= Texte source =

::::::

L’amitié

G. André
« Il est tel ami plus attaché qu’un frère »
Prov. 18, 24

Sujet de tous les temps, traité par toutes les littératures, l’amitié n’est pas à proprement parler un sentiment chrétien. Mais que de désillusions, de désappointements, là où seul un attachement humain unissait les cœurs ! On en retrouve l’écho douloureux — à quelques exceptions près — chez les écrivains de tous les siècles. La vraie, la profonde amitié, ne se réalise qu’en Christ.

::::::

= Données fournies =
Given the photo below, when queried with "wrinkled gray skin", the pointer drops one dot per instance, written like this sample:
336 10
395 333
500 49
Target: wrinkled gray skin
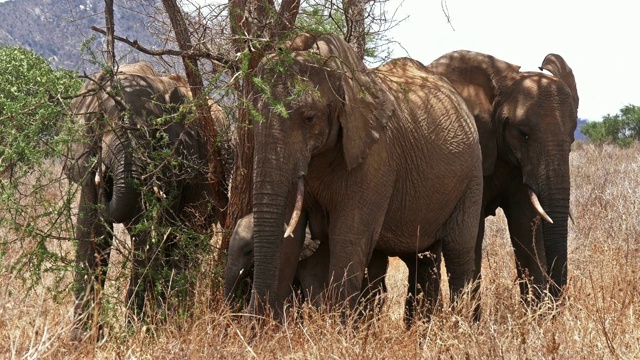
311 272
110 166
390 155
526 122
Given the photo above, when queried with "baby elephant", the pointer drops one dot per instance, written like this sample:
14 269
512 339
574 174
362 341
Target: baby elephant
311 273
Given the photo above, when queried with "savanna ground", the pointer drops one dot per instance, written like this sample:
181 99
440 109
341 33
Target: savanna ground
600 318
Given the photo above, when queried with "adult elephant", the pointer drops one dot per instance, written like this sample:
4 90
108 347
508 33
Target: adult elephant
526 122
391 155
311 272
130 119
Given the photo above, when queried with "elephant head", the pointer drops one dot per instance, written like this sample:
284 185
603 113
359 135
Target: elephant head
526 121
319 105
117 118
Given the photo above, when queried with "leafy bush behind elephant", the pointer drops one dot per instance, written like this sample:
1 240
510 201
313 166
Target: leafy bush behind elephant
526 123
143 161
391 155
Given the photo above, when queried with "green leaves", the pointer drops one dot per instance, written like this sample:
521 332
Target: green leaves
621 129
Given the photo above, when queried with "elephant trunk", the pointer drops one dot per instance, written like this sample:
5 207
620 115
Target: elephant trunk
271 187
555 197
121 191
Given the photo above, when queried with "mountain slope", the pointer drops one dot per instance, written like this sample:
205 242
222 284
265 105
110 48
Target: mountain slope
57 29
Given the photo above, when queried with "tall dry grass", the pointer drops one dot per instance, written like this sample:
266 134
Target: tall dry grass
599 319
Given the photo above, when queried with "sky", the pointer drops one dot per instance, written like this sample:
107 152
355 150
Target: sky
597 39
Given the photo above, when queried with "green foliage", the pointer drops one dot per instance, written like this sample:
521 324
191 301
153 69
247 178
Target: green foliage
621 129
33 103
34 203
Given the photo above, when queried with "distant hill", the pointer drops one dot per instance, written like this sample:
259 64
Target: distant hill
578 135
56 29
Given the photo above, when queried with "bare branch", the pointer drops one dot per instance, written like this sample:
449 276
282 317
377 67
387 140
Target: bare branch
220 62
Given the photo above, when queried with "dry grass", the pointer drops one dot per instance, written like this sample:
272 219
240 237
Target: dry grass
600 318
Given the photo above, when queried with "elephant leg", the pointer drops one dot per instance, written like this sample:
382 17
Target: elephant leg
312 274
374 285
291 249
423 280
460 235
139 282
528 245
92 257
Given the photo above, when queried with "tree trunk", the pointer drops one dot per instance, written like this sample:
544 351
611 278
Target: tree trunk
204 120
356 30
242 15
110 28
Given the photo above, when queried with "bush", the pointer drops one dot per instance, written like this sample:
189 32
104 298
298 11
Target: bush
621 129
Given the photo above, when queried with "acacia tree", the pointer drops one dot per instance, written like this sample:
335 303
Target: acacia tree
255 27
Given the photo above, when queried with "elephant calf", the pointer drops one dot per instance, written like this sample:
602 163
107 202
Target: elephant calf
129 119
311 273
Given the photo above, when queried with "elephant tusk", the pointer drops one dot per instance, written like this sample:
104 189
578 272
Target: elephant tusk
571 217
536 205
297 209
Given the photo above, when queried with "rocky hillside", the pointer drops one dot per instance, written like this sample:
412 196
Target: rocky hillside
57 29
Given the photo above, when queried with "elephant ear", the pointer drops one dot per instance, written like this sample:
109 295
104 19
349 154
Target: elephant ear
556 65
366 108
479 79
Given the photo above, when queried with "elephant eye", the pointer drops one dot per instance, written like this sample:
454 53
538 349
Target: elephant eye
309 119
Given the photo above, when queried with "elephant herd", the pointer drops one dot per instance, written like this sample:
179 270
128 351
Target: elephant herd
359 164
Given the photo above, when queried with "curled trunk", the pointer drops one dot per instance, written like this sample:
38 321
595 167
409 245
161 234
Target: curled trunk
555 196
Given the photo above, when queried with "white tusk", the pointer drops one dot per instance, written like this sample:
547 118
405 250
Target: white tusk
297 209
536 205
571 217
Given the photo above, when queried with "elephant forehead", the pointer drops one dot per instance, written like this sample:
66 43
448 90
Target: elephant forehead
540 95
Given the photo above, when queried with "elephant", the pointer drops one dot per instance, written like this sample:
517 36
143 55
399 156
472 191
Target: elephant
125 122
526 122
311 272
391 155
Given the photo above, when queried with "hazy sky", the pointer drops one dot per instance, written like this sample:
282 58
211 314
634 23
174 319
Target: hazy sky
598 39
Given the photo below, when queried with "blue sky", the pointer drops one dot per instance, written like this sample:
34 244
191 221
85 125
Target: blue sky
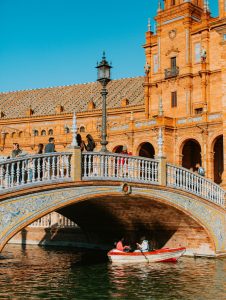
58 42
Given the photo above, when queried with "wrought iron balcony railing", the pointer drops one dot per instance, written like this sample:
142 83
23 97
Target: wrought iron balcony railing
171 72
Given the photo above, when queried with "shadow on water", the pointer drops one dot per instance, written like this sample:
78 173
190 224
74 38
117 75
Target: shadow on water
91 257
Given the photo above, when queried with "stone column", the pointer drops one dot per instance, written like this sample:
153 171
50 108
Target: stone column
76 163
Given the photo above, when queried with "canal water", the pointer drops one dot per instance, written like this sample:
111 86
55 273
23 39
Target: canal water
56 273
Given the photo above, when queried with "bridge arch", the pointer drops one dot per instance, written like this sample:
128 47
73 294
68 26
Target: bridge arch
20 211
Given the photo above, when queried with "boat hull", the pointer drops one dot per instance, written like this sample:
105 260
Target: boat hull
161 255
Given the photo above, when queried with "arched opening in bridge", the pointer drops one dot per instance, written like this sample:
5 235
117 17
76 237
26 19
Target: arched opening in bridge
218 159
118 149
191 153
104 219
146 150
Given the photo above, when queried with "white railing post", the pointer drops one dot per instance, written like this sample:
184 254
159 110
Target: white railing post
76 163
162 171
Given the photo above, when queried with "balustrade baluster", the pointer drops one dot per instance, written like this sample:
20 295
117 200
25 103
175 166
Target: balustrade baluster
102 166
58 167
53 167
85 165
145 171
38 169
67 162
89 165
34 168
48 168
2 170
23 173
28 169
7 176
12 178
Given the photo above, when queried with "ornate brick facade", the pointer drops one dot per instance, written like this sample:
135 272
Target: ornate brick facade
183 92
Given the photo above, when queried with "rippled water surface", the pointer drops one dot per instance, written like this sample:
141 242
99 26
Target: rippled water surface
43 273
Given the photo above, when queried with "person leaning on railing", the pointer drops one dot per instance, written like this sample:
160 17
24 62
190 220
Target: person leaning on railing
50 148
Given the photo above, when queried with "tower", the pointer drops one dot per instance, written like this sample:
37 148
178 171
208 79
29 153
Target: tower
222 9
170 3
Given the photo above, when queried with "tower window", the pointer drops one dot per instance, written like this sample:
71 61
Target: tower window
173 63
199 111
50 132
174 99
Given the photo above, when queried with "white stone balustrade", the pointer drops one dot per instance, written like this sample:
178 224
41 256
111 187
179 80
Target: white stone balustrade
112 166
72 166
182 179
53 220
31 169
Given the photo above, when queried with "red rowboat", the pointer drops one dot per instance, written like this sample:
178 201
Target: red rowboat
161 255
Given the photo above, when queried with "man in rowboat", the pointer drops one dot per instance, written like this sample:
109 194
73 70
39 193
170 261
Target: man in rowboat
120 247
144 246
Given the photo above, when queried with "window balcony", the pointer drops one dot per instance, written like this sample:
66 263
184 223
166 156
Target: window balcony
172 72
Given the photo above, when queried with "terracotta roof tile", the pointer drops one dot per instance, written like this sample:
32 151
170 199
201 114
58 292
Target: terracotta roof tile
72 98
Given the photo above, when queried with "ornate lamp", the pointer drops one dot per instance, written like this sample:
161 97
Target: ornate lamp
104 77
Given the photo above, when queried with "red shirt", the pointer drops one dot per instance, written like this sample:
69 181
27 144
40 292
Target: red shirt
119 246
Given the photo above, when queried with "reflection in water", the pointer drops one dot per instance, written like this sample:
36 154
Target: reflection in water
39 273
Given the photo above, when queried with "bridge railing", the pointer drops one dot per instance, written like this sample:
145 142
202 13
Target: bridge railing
183 179
112 166
30 169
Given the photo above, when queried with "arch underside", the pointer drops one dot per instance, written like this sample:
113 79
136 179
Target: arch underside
106 213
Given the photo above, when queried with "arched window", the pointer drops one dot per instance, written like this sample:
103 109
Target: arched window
35 132
191 154
50 132
66 129
146 150
118 149
218 159
43 132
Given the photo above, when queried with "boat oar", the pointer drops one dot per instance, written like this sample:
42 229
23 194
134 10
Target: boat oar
144 256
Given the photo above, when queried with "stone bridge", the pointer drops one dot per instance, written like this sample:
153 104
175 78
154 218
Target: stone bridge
109 195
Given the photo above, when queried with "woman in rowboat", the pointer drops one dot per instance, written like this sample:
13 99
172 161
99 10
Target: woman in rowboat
144 246
120 247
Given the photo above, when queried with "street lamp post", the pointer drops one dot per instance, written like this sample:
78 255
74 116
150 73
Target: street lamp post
104 77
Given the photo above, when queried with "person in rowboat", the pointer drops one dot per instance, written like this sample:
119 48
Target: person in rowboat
121 247
143 246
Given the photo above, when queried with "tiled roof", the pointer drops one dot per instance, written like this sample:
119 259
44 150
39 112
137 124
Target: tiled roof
72 98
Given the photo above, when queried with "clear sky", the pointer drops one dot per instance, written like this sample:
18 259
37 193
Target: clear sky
58 42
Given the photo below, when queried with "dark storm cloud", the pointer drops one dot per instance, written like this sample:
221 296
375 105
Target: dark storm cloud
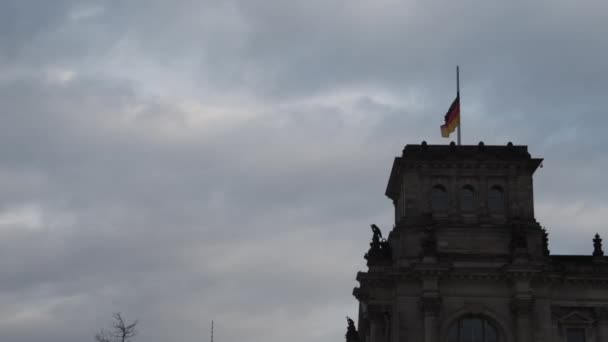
189 161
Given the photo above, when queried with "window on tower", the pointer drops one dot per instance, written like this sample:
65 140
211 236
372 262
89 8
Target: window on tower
496 199
467 198
472 329
575 335
439 198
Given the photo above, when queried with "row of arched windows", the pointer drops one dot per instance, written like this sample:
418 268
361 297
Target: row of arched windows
440 200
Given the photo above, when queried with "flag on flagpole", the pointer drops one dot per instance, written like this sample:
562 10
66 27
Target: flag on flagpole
452 118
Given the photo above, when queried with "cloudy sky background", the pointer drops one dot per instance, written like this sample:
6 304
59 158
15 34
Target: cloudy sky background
183 161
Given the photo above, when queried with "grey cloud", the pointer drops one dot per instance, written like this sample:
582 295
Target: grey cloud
262 220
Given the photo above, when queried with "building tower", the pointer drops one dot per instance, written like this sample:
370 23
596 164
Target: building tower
466 260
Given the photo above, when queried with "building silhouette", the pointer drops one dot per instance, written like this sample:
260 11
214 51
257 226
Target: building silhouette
466 260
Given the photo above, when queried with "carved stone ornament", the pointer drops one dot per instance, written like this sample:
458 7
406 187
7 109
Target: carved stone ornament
379 249
351 332
597 246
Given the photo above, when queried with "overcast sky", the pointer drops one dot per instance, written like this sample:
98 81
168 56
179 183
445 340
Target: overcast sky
183 161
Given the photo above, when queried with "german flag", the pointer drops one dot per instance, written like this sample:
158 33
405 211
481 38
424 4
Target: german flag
452 118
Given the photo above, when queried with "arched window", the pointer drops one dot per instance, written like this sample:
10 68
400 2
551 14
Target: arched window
467 198
439 198
472 329
496 199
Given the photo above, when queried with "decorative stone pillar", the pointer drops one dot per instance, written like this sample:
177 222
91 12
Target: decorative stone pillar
430 304
430 307
375 327
522 308
379 326
602 323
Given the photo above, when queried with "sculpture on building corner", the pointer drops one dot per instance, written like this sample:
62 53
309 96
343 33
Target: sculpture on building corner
597 246
351 332
379 248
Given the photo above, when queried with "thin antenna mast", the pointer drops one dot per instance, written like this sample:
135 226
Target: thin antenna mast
459 103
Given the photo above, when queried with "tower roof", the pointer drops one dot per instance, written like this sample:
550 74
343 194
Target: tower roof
463 156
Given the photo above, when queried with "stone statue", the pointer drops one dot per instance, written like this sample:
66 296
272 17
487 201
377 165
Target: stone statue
597 246
379 248
351 331
377 232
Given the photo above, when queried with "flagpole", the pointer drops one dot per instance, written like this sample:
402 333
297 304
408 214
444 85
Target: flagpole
458 96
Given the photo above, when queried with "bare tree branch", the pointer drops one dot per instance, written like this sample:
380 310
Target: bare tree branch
121 330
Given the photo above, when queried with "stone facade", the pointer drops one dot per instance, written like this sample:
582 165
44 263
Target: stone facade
467 260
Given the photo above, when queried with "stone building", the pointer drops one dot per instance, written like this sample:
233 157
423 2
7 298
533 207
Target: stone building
466 260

::::::

= Consigne 1 =
Citez le passage du texte sur l'amitié qui commence aux mots « Prov. 18, 24 » et s'arrête après « réalise qu’en Christ. ».
= Consigne 2 =
Traduisez en anglais cette phrase du texte sur l'amitié : « La vraie, la profonde amitié, ne se réalise qu’en Christ. »
La liste n'intervient pas dans ce travail.

= Corrigé proposé 1 =
Prov. 18, 24

Sujet de tous les temps, traité par toutes les littératures, l’amitié n’est pas à proprement parler un sentiment chrétien. Mais que de désillusions, de désappointements, là où seul un attachement humain unissait les cœurs ! On en retrouve l’écho douloureux — à quelques exceptions près — chez les écrivains de tous les siècles. La vraie, la profonde amitié, ne se réalise qu’en Christ.

= Corrigé proposé 2 =
True friendship, deep friendship, is realized only in Christ.